* _What to produce_:
Go through the data below. List every line that holds the word "cloud".
┄┄┄┄┄┄┄┄┄┄
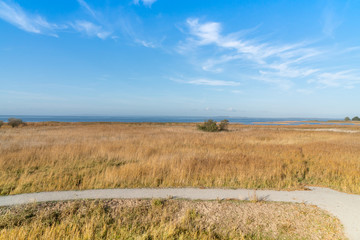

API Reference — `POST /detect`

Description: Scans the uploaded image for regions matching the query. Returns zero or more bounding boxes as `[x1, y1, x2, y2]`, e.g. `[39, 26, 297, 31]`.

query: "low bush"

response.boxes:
[8, 118, 24, 128]
[352, 116, 360, 121]
[0, 121, 3, 128]
[197, 119, 229, 132]
[219, 119, 229, 131]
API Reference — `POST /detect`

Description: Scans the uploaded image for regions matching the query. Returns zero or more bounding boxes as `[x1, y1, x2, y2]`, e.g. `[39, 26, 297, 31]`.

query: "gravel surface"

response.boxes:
[0, 187, 359, 239]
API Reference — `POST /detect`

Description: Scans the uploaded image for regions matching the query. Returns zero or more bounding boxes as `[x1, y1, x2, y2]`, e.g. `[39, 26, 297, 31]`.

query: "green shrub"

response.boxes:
[344, 117, 350, 121]
[219, 119, 229, 131]
[0, 120, 3, 128]
[8, 118, 24, 128]
[352, 116, 360, 121]
[197, 119, 229, 132]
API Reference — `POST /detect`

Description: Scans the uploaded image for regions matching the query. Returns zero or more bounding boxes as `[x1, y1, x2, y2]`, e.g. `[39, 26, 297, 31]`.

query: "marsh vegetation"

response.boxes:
[0, 122, 360, 195]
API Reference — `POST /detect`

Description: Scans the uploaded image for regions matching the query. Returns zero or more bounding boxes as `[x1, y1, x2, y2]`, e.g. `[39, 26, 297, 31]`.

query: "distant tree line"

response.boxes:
[197, 119, 229, 132]
[344, 116, 360, 121]
[0, 118, 26, 128]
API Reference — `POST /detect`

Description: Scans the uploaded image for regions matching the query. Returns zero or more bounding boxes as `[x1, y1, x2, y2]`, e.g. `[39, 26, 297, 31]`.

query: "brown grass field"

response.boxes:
[0, 199, 345, 239]
[0, 122, 360, 195]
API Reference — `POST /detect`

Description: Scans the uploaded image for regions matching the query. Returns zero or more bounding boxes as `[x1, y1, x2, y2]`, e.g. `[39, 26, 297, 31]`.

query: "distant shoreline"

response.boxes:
[0, 115, 338, 124]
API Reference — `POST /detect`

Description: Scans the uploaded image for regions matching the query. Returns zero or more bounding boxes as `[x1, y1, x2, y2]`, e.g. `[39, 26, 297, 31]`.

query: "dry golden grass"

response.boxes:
[0, 122, 360, 194]
[0, 199, 345, 239]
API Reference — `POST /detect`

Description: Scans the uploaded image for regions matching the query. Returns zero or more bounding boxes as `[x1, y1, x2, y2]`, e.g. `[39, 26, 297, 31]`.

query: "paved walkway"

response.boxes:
[0, 187, 359, 239]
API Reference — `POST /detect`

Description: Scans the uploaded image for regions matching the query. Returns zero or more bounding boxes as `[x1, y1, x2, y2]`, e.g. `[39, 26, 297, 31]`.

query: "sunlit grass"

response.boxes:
[0, 122, 360, 194]
[0, 199, 345, 239]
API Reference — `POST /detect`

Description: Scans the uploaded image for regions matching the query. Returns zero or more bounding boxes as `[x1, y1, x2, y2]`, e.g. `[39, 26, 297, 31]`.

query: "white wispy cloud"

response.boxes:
[311, 70, 360, 88]
[187, 18, 221, 45]
[71, 20, 111, 39]
[172, 77, 240, 87]
[72, 0, 157, 44]
[135, 39, 156, 48]
[254, 75, 293, 90]
[0, 0, 61, 36]
[187, 79, 240, 86]
[0, 0, 158, 43]
[184, 18, 320, 77]
[133, 0, 157, 7]
[72, 0, 113, 39]
[322, 4, 342, 37]
[340, 46, 360, 54]
[180, 18, 360, 90]
[77, 0, 97, 18]
[0, 0, 112, 39]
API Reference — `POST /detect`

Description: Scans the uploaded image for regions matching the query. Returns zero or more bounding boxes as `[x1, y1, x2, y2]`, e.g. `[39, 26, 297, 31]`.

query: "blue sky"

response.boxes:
[0, 0, 359, 117]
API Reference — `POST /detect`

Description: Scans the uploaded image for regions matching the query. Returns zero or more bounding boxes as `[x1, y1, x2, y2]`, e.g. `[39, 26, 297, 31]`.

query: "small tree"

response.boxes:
[219, 119, 229, 131]
[0, 120, 3, 128]
[8, 118, 24, 128]
[352, 116, 360, 121]
[344, 117, 351, 121]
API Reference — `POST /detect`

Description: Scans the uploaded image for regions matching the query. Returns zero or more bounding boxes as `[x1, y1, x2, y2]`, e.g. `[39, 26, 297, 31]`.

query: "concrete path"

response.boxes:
[0, 187, 359, 240]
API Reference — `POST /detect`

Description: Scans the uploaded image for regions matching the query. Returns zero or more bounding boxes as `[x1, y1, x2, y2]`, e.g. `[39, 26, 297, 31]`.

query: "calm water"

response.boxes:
[0, 115, 349, 125]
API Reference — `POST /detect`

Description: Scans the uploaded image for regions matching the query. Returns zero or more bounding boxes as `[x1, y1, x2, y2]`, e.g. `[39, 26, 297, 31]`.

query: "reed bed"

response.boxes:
[0, 122, 360, 195]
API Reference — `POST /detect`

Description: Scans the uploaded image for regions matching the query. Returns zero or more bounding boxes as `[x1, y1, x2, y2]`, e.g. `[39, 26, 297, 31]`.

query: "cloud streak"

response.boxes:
[72, 20, 111, 39]
[72, 0, 113, 39]
[0, 0, 154, 43]
[0, 0, 113, 40]
[133, 0, 157, 7]
[0, 0, 60, 36]
[311, 70, 360, 88]
[135, 39, 156, 48]
[184, 18, 319, 77]
[180, 18, 360, 90]
[172, 77, 240, 87]
[77, 0, 97, 18]
[321, 3, 343, 37]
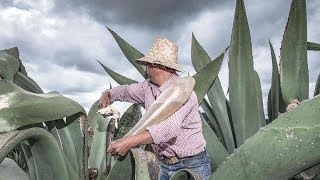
┄┄┄┄┄┄┄┄┄┄
* _Solution for this task_:
query: "white wispy cloud"
query: "cloud streak"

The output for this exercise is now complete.